◆ Exercise details ◆
Edit the material below, replacing "place one point" with "put a single point" everywhere and changing nothing else. Leave the pictures out of your answer.

(Location labeling records)
* * * * * * * * *

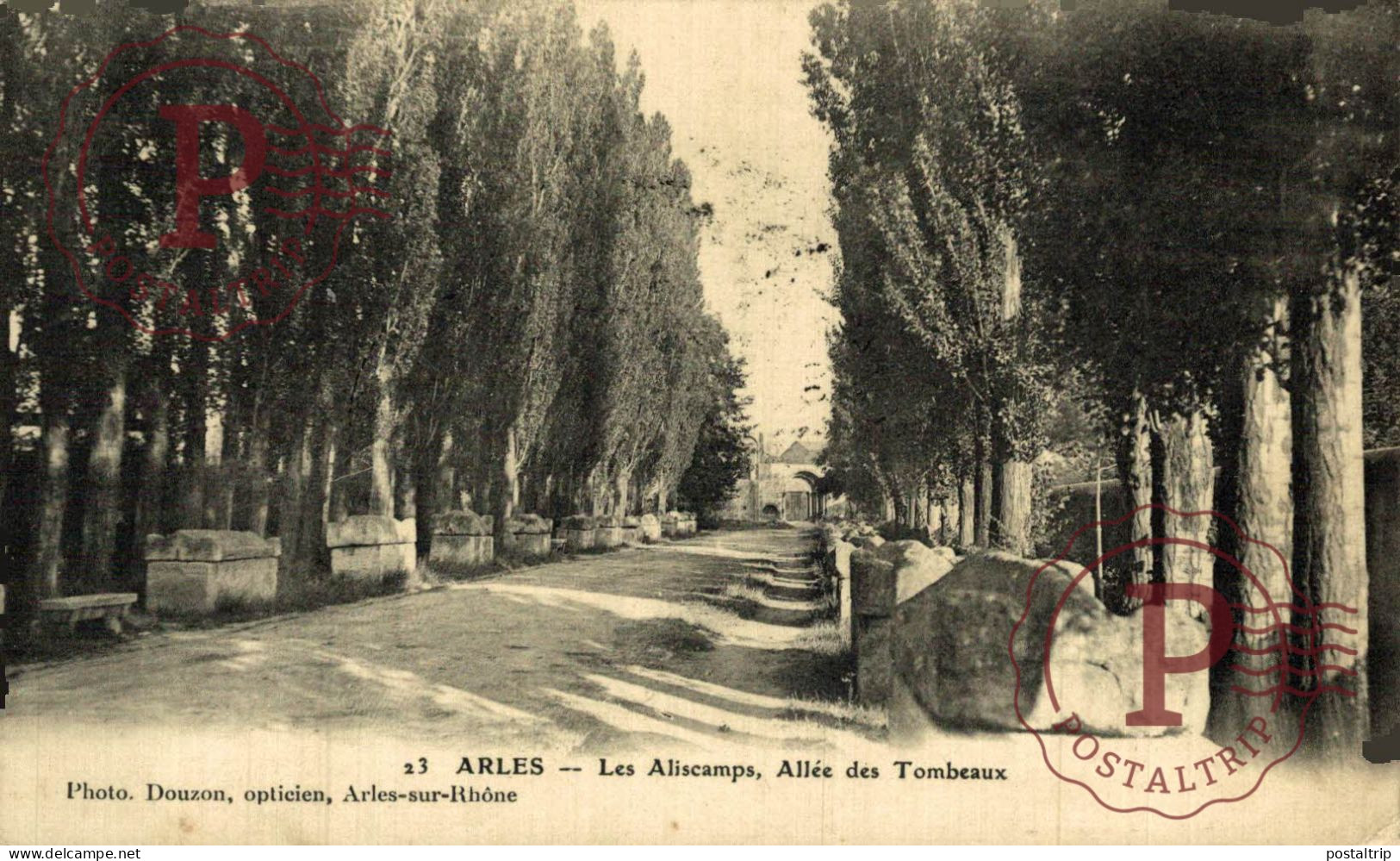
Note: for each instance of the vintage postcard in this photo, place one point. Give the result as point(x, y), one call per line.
point(787, 421)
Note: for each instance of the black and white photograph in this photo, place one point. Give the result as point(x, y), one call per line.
point(700, 421)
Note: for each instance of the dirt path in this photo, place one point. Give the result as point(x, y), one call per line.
point(710, 639)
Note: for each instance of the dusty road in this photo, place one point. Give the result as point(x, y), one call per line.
point(696, 641)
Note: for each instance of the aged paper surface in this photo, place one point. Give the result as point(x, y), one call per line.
point(875, 421)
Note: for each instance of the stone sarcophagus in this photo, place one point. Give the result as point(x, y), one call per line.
point(203, 570)
point(880, 581)
point(528, 535)
point(463, 540)
point(608, 533)
point(369, 546)
point(578, 533)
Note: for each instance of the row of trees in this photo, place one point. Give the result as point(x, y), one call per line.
point(1171, 219)
point(526, 331)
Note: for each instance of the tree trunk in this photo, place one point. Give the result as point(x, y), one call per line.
point(381, 459)
point(331, 496)
point(622, 484)
point(219, 482)
point(1012, 524)
point(255, 520)
point(103, 493)
point(1328, 515)
point(985, 497)
point(510, 489)
point(9, 402)
point(293, 524)
point(150, 500)
point(967, 513)
point(444, 488)
point(1189, 484)
point(53, 499)
point(1136, 472)
point(407, 495)
point(1265, 513)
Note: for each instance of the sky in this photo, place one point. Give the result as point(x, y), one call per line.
point(727, 74)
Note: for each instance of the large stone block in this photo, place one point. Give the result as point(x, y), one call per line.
point(461, 522)
point(528, 535)
point(874, 670)
point(461, 549)
point(208, 545)
point(461, 540)
point(608, 533)
point(873, 584)
point(951, 648)
point(370, 547)
point(202, 570)
point(578, 533)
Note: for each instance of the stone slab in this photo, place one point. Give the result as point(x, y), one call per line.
point(210, 545)
point(199, 587)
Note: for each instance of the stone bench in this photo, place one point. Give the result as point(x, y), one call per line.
point(196, 570)
point(528, 535)
point(463, 538)
point(369, 546)
point(108, 607)
point(578, 531)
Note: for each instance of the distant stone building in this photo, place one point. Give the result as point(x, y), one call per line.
point(781, 486)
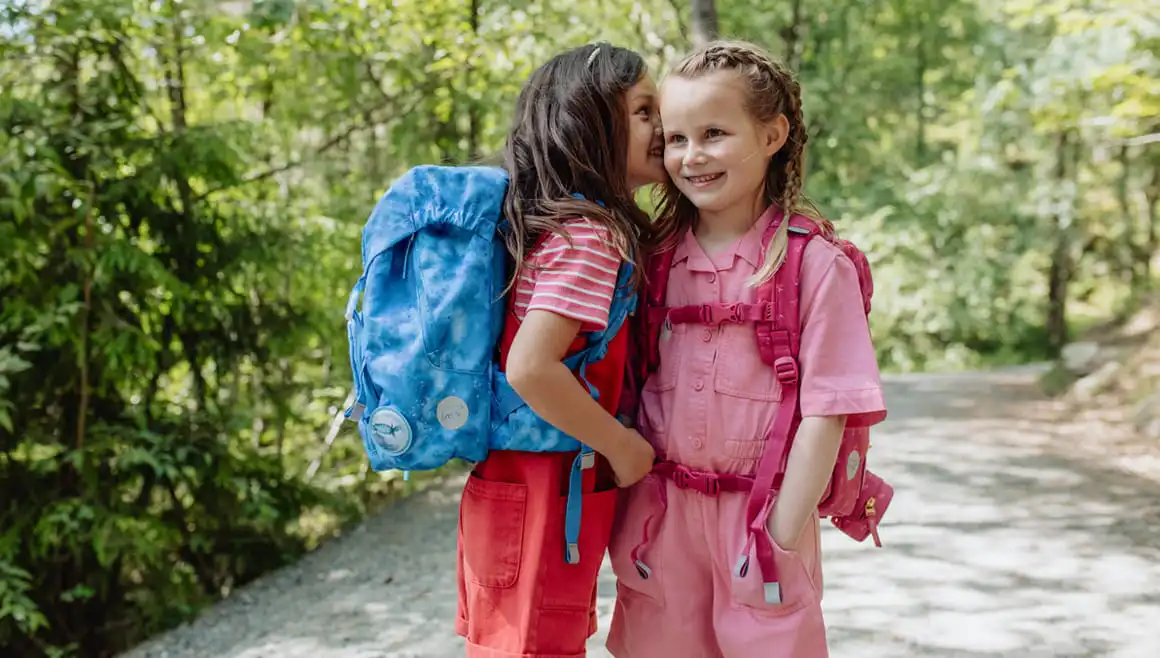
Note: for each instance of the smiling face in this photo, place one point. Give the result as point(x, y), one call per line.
point(645, 147)
point(715, 151)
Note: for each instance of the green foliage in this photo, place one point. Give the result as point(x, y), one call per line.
point(182, 186)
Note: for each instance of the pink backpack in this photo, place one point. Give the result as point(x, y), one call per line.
point(855, 499)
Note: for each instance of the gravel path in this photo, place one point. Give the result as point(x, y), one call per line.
point(997, 544)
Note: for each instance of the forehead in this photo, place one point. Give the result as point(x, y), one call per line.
point(645, 88)
point(717, 96)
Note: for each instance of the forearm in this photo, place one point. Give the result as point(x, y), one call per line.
point(555, 393)
point(807, 471)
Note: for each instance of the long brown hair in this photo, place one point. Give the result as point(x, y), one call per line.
point(570, 136)
point(771, 89)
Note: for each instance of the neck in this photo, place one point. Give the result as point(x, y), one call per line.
point(730, 222)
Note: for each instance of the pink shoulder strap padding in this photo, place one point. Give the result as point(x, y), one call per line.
point(777, 342)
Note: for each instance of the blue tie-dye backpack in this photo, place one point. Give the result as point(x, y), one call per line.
point(423, 346)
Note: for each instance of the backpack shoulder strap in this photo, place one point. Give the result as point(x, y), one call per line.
point(778, 340)
point(655, 312)
point(780, 337)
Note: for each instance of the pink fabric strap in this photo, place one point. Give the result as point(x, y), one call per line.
point(777, 341)
point(722, 313)
point(683, 477)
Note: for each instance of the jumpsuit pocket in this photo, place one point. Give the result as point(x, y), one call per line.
point(745, 375)
point(639, 518)
point(573, 586)
point(797, 588)
point(492, 517)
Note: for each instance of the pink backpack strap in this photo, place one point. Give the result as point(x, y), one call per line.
point(654, 311)
point(778, 340)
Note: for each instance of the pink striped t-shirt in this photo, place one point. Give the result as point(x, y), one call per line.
point(573, 280)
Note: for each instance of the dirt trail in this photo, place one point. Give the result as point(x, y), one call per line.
point(998, 543)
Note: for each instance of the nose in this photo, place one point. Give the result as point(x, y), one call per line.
point(693, 154)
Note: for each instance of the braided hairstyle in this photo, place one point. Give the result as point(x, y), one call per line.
point(771, 91)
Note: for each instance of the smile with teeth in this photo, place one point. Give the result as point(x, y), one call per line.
point(703, 179)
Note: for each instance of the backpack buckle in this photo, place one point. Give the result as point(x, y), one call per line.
point(785, 368)
point(720, 313)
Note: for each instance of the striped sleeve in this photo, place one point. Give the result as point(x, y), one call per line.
point(574, 280)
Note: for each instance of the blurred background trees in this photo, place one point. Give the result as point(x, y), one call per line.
point(182, 186)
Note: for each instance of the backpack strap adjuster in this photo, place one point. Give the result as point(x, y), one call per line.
point(785, 367)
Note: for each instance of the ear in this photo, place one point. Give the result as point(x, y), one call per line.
point(776, 132)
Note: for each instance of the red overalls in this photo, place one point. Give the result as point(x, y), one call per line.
point(517, 595)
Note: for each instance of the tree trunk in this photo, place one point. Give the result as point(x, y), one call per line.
point(1059, 273)
point(1151, 197)
point(704, 22)
point(473, 103)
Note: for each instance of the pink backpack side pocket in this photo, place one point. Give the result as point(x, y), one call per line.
point(868, 512)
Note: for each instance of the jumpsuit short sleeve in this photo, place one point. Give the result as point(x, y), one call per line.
point(836, 356)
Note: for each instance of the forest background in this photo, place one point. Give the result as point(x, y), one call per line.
point(182, 186)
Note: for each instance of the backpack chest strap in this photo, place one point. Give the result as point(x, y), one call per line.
point(720, 313)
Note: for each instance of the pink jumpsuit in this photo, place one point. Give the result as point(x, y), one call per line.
point(709, 406)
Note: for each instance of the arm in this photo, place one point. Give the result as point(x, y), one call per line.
point(840, 385)
point(537, 374)
point(807, 471)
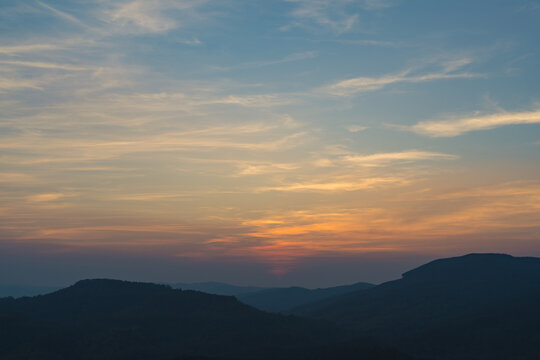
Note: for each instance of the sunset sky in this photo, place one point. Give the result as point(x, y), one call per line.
point(266, 142)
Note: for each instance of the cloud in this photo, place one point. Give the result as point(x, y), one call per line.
point(356, 128)
point(338, 16)
point(29, 48)
point(62, 14)
point(47, 197)
point(338, 186)
point(353, 86)
point(45, 65)
point(384, 158)
point(151, 16)
point(460, 126)
point(258, 64)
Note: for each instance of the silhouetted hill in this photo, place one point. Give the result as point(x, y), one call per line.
point(478, 306)
point(110, 319)
point(217, 288)
point(285, 299)
point(21, 290)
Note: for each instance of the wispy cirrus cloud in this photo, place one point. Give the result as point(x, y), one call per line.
point(338, 16)
point(357, 85)
point(148, 16)
point(461, 125)
point(403, 156)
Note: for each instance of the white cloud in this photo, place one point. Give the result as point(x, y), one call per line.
point(384, 158)
point(459, 126)
point(152, 16)
point(363, 84)
point(356, 128)
point(447, 70)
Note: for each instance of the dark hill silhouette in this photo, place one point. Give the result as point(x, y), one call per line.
point(110, 319)
point(22, 290)
point(478, 306)
point(218, 288)
point(284, 299)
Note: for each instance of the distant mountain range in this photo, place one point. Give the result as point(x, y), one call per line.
point(22, 290)
point(285, 299)
point(281, 300)
point(111, 319)
point(218, 288)
point(478, 306)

* * * * * * * * *

◆ Written answer ◆
Note: for each instance of the vintage postcard in this photo, put a single point. Give the result as point(x, y), one call per line.
point(787, 421)
Note: for each instance of the black and white photograph in this photo, put a single point. Give the result as point(x, y), one call per line.
point(700, 421)
Note: for each instance of the dirt path in this photo, put a single point. Give the result as point(x, y), one call per line.
point(710, 639)
Note: for each instance of the dusty road in this photo, put a single point. Give the result as point(x, y), one call per line.
point(696, 641)
Note: for each instance of the aged paper surface in this photo, put a single point. Give the result as point(x, y), one call per line.
point(875, 421)
Note: for each instance of the stone sarcophagus in this photo, put a single point. Give the result as point(x, y), one call per line.
point(203, 570)
point(880, 581)
point(528, 535)
point(463, 540)
point(608, 533)
point(369, 546)
point(578, 533)
Note: for each instance of the row of trees in this photo, put a single point. Give the result as point(x, y), one call per line.
point(1171, 219)
point(526, 331)
Note: for each instance of the tree trunk in this photo, put a single point. Give the result as point(x, y), one call per line.
point(381, 459)
point(331, 496)
point(622, 484)
point(219, 482)
point(1012, 524)
point(255, 520)
point(103, 493)
point(1328, 515)
point(985, 497)
point(510, 489)
point(9, 402)
point(293, 524)
point(150, 500)
point(967, 513)
point(444, 488)
point(1189, 484)
point(53, 499)
point(1136, 472)
point(407, 495)
point(1265, 513)
Note: for each instance of the sky in this photo, put a single point. Give the result as point(x, y), one call per line.
point(727, 74)
Note: for each instance of the large stone block in this photo, put a single point. Give the result as point(x, y), one call per line.
point(461, 522)
point(528, 535)
point(874, 670)
point(461, 549)
point(208, 545)
point(461, 540)
point(608, 533)
point(873, 584)
point(951, 648)
point(370, 547)
point(202, 570)
point(578, 533)
Note: for each instance of the stone slab in this photo, put a single point. Give the result as point(x, y), one call per line.
point(210, 545)
point(199, 587)
Note: for each instance of the stone bench in this photo, put a single point. Give the result as point(x, y), one call per line.
point(196, 570)
point(528, 535)
point(463, 538)
point(369, 546)
point(108, 607)
point(578, 531)
Note: for each instance of the distant stone building in this photo, put a single point. Give the result as point(x, y), one call per line.
point(781, 486)
Note: for each instance of the smiling face in this photo, put a single point. Give the result as point(x, y), one call per line.
point(645, 147)
point(715, 151)
Note: for each instance of the green foliage in this photo, put a single point. Give the result as point(x, y), one call per line.
point(182, 186)
Note: for each instance of the pink backpack in this photo, put a single point. Give the result as point(x, y), one call per line.
point(855, 499)
Note: for each instance of the gravel path in this photo, put a single point. Give the result as point(x, y), one call per line.
point(997, 544)
Note: for each instance of the forehead in this photo, put a single point. Give the result as point(x, y), one call per line.
point(645, 88)
point(717, 96)
Note: for each instance of the forearm in this photo, put a single point. Give the result as point(x, y), one call per line.
point(555, 393)
point(807, 471)
Note: for each instance of the long brown hair in this photo, put a single point. Give the result as point(x, y), one call per line.
point(570, 136)
point(771, 89)
Note: for each instance of the neck in this photo, put a single point. Give the result as point(x, y), one call per line.
point(730, 222)
Note: for each instance of the pink shoulder strap padding in this photo, put a single point. Give the result as point(x, y), one call per line.
point(777, 342)
Note: for each instance of the blue tie-dye backpack in this photo, put a single point. Give the result as point(x, y), one call per line.
point(423, 346)
Note: for each instance of the backpack shoulder strap in this photo, put a single point. Give the result as point(x, y), one call per line.
point(778, 340)
point(655, 312)
point(780, 337)
Note: for each instance of the pink fabric strap in this photo, put a single point. Give the result as point(x, y), one call per line.
point(777, 341)
point(722, 313)
point(683, 477)
Note: for each instance of the jumpsuit pocket in this photo, put a single point. Give the result as point(x, y), one call per line.
point(745, 375)
point(639, 518)
point(573, 586)
point(797, 588)
point(492, 517)
Note: for each instance of the pink backpack strap in this photo, put a single point. Give the result as point(x, y), one call per line.
point(654, 311)
point(778, 340)
Note: for each instance of the pink striped t-shirt in this photo, put a single point. Give the result as point(x, y), one call per line.
point(573, 280)
Note: for each instance of the dirt trail in this photo, put a single point. Give the result as point(x, y), one call per line.
point(998, 543)
Note: for each instance of the nose in this photo, put a single point. Give the result as point(x, y), one call per line.
point(693, 154)
Note: for each instance of the braided hairstyle in this photo, put a single point. Give the result as point(x, y), one call per line.
point(771, 91)
Note: for each instance of the smile with teeth in this photo, put a single point. Give the result as point(x, y), one call per line.
point(703, 179)
Note: for each instance of the backpack buckle in this photo, put a single point. Give the result as point(x, y), one call per line.
point(785, 368)
point(720, 313)
Note: for each instance of the striped sleeve in this photo, put a single point. Give the result as point(x, y), one call per line.
point(574, 280)
Note: for each instance of the blurred background trees in this photo, put a single point. Give the result as point(x, y), one call per line.
point(182, 186)
Note: for each instance of the backpack strap adjuster in this photo, put a single point. Give the result as point(x, y), one call per line.
point(785, 367)
Note: for each instance of the ear in this photo, put a single point. Give the result as point(x, y), one call per line.
point(776, 132)
Note: for each instance of the red overalls in this photo, put a single point. Give the result as point(x, y), one call per line.
point(517, 595)
Note: for each instance of the tree trunk in this photo, put a single point. Give the result as point(x, y), one call per line.
point(1059, 273)
point(1151, 197)
point(704, 22)
point(473, 103)
Note: for each instance of the pink backpack side pocket in this photo, put a single point. Give the result as point(x, y), one call per line.
point(868, 512)
Note: for each instance of the jumpsuit short sleeve in this photo, put a single point. Give the result as point(x, y), one call per line.
point(836, 356)
Note: for each instance of the forest background in this photo, put a single point. Give the result as point(x, y), one call per line.
point(182, 186)
Note: for each instance of the backpack chest strap in this photo, put a single point. Give the result as point(x, y), one call per line.
point(720, 313)
Note: for each instance of the pink jumpsuit in this photo, put a single point. Give the result as point(x, y), one call per line.
point(709, 406)
Note: for each instance of the arm in this photo, put a single point. Give the result as point(x, y), one call per line.
point(840, 385)
point(537, 374)
point(807, 471)
Note: for each instance of the sunset sky in this photo, put a single point. Give the result as point(x, y), one call per line.
point(266, 142)
Note: for each instance of the cloud in this photo, put a single point. Give the result as point(x, y), one call per line.
point(356, 128)
point(338, 16)
point(29, 48)
point(62, 14)
point(47, 197)
point(338, 186)
point(353, 86)
point(45, 65)
point(384, 158)
point(151, 16)
point(460, 126)
point(258, 64)
Note: for each instance of the silhouetted hill in this photo, put a single point. Give the result as point(x, y), one call per line.
point(478, 306)
point(110, 319)
point(217, 288)
point(285, 299)
point(21, 290)
Note: for each instance of the wispy cirrus cloud in this photo, put a single point. Give the result as point(x, y), one call per line.
point(338, 16)
point(357, 85)
point(148, 16)
point(461, 125)
point(403, 156)
Note: for each instance of the white cloud in this photo, put a single point. Give the result as point(x, y), one call per line.
point(384, 158)
point(459, 126)
point(152, 16)
point(363, 84)
point(356, 128)
point(447, 70)
Note: for each instance of the dark hill silhouette in this photo, put a single point. Give the result as point(x, y), one call per line.
point(110, 319)
point(22, 290)
point(478, 306)
point(218, 288)
point(284, 299)
Note: for each instance of the distant mountain range in this photo, put a single point. Give the result as point(x, y), one call per line.
point(22, 290)
point(285, 299)
point(281, 300)
point(111, 319)
point(218, 288)
point(478, 306)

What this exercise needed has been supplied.